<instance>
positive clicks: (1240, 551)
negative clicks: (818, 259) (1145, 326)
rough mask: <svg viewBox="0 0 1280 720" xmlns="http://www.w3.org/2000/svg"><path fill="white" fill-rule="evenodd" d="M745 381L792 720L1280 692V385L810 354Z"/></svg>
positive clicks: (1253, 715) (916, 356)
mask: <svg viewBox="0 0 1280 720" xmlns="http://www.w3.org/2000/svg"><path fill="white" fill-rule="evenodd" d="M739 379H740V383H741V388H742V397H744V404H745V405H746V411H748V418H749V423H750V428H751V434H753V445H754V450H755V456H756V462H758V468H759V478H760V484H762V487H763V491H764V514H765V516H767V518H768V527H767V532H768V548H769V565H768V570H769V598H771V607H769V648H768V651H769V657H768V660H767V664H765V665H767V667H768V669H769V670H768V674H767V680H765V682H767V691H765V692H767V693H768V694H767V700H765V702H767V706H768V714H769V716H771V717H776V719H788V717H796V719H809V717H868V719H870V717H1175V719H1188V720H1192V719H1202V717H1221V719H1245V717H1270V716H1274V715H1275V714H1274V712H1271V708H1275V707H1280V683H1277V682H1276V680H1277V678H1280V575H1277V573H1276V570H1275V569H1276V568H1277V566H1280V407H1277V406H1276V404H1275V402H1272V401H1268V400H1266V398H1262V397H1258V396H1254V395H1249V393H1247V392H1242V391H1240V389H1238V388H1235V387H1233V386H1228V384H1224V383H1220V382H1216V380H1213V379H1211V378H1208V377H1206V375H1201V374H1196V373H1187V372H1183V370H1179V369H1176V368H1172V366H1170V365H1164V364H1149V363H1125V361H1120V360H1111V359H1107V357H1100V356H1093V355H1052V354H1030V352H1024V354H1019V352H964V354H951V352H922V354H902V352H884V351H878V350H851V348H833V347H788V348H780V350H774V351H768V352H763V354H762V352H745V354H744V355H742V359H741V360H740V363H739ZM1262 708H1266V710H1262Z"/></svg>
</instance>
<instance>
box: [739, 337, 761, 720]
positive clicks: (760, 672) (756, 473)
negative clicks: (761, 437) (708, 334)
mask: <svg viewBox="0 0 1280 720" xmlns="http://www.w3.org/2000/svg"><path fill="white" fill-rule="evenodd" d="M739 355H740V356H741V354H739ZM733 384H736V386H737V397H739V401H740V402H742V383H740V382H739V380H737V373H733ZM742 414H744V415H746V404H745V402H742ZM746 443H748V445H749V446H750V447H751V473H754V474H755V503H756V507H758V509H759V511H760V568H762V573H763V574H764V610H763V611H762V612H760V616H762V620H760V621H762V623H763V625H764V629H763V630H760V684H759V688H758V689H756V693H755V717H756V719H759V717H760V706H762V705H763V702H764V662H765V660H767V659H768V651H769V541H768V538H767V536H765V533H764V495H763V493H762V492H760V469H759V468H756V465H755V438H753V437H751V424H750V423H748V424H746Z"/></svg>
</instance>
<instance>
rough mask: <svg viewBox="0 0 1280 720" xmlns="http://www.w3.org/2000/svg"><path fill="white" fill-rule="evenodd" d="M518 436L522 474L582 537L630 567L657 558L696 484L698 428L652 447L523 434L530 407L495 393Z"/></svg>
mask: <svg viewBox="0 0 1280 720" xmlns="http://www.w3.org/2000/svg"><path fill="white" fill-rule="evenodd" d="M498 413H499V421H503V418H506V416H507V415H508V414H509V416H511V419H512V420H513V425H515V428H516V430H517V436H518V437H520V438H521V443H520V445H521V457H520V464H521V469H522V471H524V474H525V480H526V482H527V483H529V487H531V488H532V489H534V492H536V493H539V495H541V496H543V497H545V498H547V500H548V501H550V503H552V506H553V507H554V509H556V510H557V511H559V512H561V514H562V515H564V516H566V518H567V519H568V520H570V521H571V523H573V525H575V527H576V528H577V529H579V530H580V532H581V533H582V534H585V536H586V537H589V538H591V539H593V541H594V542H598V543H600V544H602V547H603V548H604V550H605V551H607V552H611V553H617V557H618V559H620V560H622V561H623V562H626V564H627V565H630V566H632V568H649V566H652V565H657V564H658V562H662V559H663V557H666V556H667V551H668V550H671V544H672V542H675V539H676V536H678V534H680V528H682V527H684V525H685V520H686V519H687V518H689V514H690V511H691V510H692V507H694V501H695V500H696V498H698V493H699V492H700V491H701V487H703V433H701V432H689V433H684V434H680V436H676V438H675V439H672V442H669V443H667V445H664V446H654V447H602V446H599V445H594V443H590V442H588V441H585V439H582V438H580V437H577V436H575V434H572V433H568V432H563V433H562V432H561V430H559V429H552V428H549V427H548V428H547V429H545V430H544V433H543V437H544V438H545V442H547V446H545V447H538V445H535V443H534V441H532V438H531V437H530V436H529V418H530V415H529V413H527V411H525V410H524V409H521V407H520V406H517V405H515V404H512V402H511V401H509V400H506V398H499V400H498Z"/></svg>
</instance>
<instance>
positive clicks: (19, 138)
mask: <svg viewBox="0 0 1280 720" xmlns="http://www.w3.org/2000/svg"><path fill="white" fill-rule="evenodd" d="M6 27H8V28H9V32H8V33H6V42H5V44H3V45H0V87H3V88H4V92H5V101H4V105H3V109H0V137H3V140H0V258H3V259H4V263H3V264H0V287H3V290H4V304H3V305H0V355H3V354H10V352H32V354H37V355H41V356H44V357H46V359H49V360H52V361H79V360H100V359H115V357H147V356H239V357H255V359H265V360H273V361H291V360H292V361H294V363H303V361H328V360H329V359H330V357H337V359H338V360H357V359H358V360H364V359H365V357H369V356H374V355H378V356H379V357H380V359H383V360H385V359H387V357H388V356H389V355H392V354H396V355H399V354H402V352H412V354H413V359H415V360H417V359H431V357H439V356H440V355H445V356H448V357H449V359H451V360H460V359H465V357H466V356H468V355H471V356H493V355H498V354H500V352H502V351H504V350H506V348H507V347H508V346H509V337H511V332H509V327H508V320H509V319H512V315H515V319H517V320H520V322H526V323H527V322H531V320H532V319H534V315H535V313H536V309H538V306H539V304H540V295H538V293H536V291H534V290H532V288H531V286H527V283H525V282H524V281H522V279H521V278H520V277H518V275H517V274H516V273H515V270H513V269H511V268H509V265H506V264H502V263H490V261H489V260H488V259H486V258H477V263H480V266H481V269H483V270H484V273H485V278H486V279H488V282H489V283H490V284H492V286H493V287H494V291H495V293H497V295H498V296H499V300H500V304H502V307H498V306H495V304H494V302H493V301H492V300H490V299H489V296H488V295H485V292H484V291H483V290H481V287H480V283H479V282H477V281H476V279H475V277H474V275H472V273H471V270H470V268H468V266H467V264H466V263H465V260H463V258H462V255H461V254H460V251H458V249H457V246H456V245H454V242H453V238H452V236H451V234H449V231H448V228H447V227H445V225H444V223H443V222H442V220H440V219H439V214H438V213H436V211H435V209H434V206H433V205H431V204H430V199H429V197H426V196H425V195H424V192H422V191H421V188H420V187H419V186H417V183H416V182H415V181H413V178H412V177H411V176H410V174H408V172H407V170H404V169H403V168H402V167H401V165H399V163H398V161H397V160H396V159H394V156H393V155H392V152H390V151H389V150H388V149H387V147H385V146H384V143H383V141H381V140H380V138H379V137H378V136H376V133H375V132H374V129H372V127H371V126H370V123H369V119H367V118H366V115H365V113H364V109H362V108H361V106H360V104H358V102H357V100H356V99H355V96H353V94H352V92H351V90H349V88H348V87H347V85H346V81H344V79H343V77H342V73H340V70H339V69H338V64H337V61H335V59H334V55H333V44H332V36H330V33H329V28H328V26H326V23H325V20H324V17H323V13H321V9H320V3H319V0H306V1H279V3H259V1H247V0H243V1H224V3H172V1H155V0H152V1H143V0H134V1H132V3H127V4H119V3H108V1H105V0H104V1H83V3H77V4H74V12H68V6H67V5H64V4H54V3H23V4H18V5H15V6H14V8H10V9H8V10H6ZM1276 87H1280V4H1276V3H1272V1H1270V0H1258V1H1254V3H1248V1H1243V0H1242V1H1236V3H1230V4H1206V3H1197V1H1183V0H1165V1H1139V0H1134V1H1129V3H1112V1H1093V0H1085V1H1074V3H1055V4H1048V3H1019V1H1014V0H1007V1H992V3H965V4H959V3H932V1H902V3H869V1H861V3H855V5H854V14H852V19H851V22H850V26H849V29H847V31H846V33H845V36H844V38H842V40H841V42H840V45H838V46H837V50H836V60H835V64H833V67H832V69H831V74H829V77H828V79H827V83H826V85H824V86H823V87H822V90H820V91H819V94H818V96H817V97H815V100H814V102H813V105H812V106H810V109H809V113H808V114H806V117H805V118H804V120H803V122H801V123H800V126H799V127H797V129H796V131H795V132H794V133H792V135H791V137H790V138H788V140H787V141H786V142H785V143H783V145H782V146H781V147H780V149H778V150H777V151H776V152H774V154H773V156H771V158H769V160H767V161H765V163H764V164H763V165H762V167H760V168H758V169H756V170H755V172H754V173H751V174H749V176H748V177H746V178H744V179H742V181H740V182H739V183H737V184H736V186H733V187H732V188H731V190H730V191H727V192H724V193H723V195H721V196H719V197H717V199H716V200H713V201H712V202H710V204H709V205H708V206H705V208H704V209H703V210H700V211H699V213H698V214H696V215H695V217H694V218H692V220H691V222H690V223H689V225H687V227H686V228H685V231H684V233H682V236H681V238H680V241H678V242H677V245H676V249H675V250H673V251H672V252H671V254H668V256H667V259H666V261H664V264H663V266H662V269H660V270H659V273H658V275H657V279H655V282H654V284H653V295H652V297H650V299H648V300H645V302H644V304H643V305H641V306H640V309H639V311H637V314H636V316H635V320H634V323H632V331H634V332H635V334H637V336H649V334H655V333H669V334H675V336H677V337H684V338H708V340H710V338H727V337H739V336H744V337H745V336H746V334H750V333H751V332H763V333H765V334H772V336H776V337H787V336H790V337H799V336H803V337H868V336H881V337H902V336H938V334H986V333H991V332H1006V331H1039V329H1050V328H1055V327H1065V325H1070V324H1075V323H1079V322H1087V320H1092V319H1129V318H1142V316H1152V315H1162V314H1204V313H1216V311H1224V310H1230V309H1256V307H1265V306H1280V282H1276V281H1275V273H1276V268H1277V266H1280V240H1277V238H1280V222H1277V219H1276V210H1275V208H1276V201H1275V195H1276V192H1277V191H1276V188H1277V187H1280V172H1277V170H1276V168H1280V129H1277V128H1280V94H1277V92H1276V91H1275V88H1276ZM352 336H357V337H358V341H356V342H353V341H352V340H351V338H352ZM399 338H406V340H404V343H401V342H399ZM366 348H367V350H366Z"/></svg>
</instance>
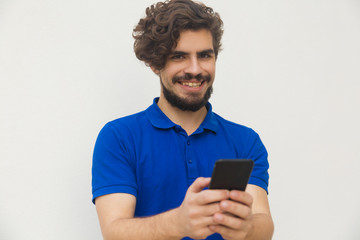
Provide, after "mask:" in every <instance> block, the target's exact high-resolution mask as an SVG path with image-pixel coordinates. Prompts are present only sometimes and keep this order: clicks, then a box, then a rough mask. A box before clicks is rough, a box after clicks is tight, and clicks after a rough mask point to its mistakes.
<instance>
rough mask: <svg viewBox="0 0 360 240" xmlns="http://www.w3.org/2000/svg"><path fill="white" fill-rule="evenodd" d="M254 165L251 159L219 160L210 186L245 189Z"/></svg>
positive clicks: (218, 188)
mask: <svg viewBox="0 0 360 240" xmlns="http://www.w3.org/2000/svg"><path fill="white" fill-rule="evenodd" d="M253 166H254V161H253V160H251V159H220V160H217V161H216V162H215V166H214V170H213V173H212V176H211V181H210V185H209V188H210V189H228V190H240V191H245V189H246V186H247V183H248V181H249V178H250V175H251V172H252V169H253Z"/></svg>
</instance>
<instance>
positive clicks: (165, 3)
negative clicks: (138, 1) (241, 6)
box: [133, 0, 223, 70]
mask: <svg viewBox="0 0 360 240" xmlns="http://www.w3.org/2000/svg"><path fill="white" fill-rule="evenodd" d="M199 29H207V30H209V31H210V32H211V34H212V37H213V45H214V52H215V57H217V55H218V52H219V50H220V48H221V37H222V34H223V22H222V20H221V18H220V16H219V14H218V13H216V12H214V11H213V9H212V8H210V7H207V6H205V5H204V4H202V3H195V2H193V1H191V0H167V1H165V2H158V3H156V4H153V5H152V6H150V7H148V8H147V9H146V16H145V17H144V18H142V19H140V21H139V23H138V24H137V26H136V27H135V28H134V30H133V37H134V38H135V42H134V51H135V55H136V57H137V58H138V59H140V60H141V61H144V62H145V64H146V65H148V66H151V67H153V68H155V69H157V70H161V69H162V68H163V67H164V66H165V63H166V59H167V57H168V56H169V54H170V53H171V50H172V49H173V48H174V47H176V44H177V40H178V39H179V37H180V33H181V31H184V30H199Z"/></svg>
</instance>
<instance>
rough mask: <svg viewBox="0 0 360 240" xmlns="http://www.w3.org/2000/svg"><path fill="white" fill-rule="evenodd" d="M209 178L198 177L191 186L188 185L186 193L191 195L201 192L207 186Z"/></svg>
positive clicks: (210, 178)
mask: <svg viewBox="0 0 360 240" xmlns="http://www.w3.org/2000/svg"><path fill="white" fill-rule="evenodd" d="M210 180H211V178H204V177H198V178H197V179H196V180H195V181H194V182H193V184H191V185H190V187H189V189H188V191H189V192H193V193H198V192H201V190H203V189H204V188H205V187H207V186H209V184H210Z"/></svg>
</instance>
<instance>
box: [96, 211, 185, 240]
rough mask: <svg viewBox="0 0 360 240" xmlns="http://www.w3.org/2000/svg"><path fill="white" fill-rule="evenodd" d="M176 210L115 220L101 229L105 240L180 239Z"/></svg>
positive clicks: (154, 239)
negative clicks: (176, 221)
mask: <svg viewBox="0 0 360 240" xmlns="http://www.w3.org/2000/svg"><path fill="white" fill-rule="evenodd" d="M175 215H176V210H170V211H167V212H164V213H161V214H158V215H154V216H151V217H144V218H127V219H117V220H115V221H113V222H112V223H110V224H109V225H108V226H103V227H102V232H103V237H104V239H105V240H121V239H126V240H132V239H134V240H138V239H147V240H152V239H154V240H162V239H164V240H165V239H166V240H167V239H170V240H172V239H174V240H175V239H181V238H182V236H180V234H179V231H178V230H177V224H176V223H175V219H176V216H175Z"/></svg>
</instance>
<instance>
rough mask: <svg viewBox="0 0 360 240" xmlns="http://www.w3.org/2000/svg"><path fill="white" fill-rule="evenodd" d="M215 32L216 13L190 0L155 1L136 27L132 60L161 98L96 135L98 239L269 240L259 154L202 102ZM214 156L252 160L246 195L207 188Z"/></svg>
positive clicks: (252, 133) (210, 173)
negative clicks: (142, 73) (155, 78)
mask: <svg viewBox="0 0 360 240" xmlns="http://www.w3.org/2000/svg"><path fill="white" fill-rule="evenodd" d="M222 32H223V30H222V21H221V19H220V17H219V15H218V14H217V13H214V12H213V10H212V9H211V8H208V7H206V6H204V5H203V4H199V3H194V2H192V1H190V0H173V1H166V2H165V3H157V4H155V5H153V6H151V7H149V8H147V10H146V17H145V18H143V19H141V20H140V21H139V23H138V25H137V26H136V27H135V29H134V33H133V36H134V38H135V44H134V50H135V54H136V56H137V57H138V58H139V59H140V60H142V61H144V62H145V63H146V64H147V65H148V66H150V68H151V69H152V71H153V72H154V73H155V74H157V75H158V76H159V78H160V83H161V93H160V97H159V98H156V99H155V100H154V103H153V104H152V105H151V106H150V107H149V108H148V109H146V110H145V111H143V112H140V113H137V114H134V115H131V116H127V117H123V118H120V119H117V120H115V121H112V122H110V123H108V124H106V125H105V127H104V128H103V129H102V130H101V132H100V134H99V136H98V140H97V142H96V146H95V149H94V158H93V201H94V203H95V204H96V209H97V212H98V216H99V221H100V226H101V230H102V233H103V236H104V239H126V240H129V239H156V240H160V239H182V238H184V239H191V238H192V239H204V238H206V239H271V236H272V232H273V223H272V219H271V215H270V210H269V204H268V199H267V185H268V173H267V170H268V162H267V152H266V149H265V147H264V145H263V144H262V143H261V140H260V138H259V136H258V135H257V134H256V133H255V132H254V131H253V130H251V129H249V128H246V127H244V126H241V125H238V124H235V123H232V122H229V121H227V120H224V119H223V118H221V117H220V116H218V115H216V114H215V113H213V112H212V108H211V105H210V103H208V99H209V98H210V95H211V92H212V85H213V82H214V77H215V62H216V58H217V54H218V51H219V49H220V46H221V43H220V41H221V36H222ZM221 158H230V159H231V158H250V159H253V160H254V162H255V165H254V170H253V172H252V175H251V177H250V180H249V185H248V186H247V189H246V191H245V192H241V191H228V190H209V189H207V187H208V185H209V182H210V178H209V177H210V176H211V173H212V169H213V166H214V163H215V161H216V160H217V159H221Z"/></svg>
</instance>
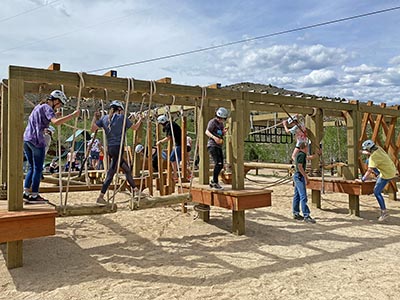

◇ ◇ ◇

▶ **Requirement**
From the entries above, extract only the lines running from the one containing "positive clicks: (1240, 551)" through the one containing "positive clicks: (760, 672) (756, 473)", inclusive.

▶ **Task solution**
positive clicks: (1240, 551)
negative clicks: (818, 259) (1145, 326)
rough mask: <svg viewBox="0 0 1280 720" xmlns="http://www.w3.org/2000/svg"><path fill="white" fill-rule="evenodd" d="M745 381L792 720L1280 692V385L810 354Z"/></svg>
positive clicks: (1253, 715) (916, 356)
mask: <svg viewBox="0 0 1280 720" xmlns="http://www.w3.org/2000/svg"><path fill="white" fill-rule="evenodd" d="M739 379H740V383H741V388H742V397H744V404H745V405H746V411H748V418H749V423H750V428H751V434H753V445H754V450H755V456H756V462H758V468H759V478H760V484H762V487H763V491H764V514H765V516H767V518H768V527H767V532H768V548H769V565H768V570H769V598H771V607H769V648H768V651H769V657H768V660H767V664H765V665H767V667H768V669H769V670H768V674H767V680H765V682H767V691H765V692H767V693H768V694H767V700H765V702H767V706H768V714H769V716H771V717H776V719H788V717H796V719H809V717H868V719H870V717H1175V719H1188V720H1192V719H1202V717H1221V719H1245V717H1270V716H1274V715H1275V714H1274V712H1271V708H1275V707H1280V683H1277V682H1276V680H1277V678H1280V575H1277V573H1276V570H1275V569H1276V568H1277V566H1280V407H1277V406H1276V404H1275V402H1272V401H1268V400H1266V398H1262V397H1258V396H1254V395H1249V393H1247V392H1242V391H1240V389H1238V388H1235V387H1233V386H1228V384H1224V383H1220V382H1216V380H1213V379H1211V378H1208V377H1206V375H1201V374H1196V373H1187V372H1183V370H1179V369H1176V368H1172V366H1170V365H1164V364H1149V363H1125V361H1120V360H1111V359H1107V357H1100V356H1093V355H1052V354H1030V352H1024V354H1019V352H964V354H951V352H922V354H902V352H884V351H878V350H851V348H833V347H788V348H780V350H774V351H768V352H763V354H762V352H745V354H744V355H742V359H741V360H740V363H739ZM1262 708H1266V710H1262Z"/></svg>
</instance>
<instance>
box: [739, 337, 761, 720]
positive clicks: (760, 672) (756, 473)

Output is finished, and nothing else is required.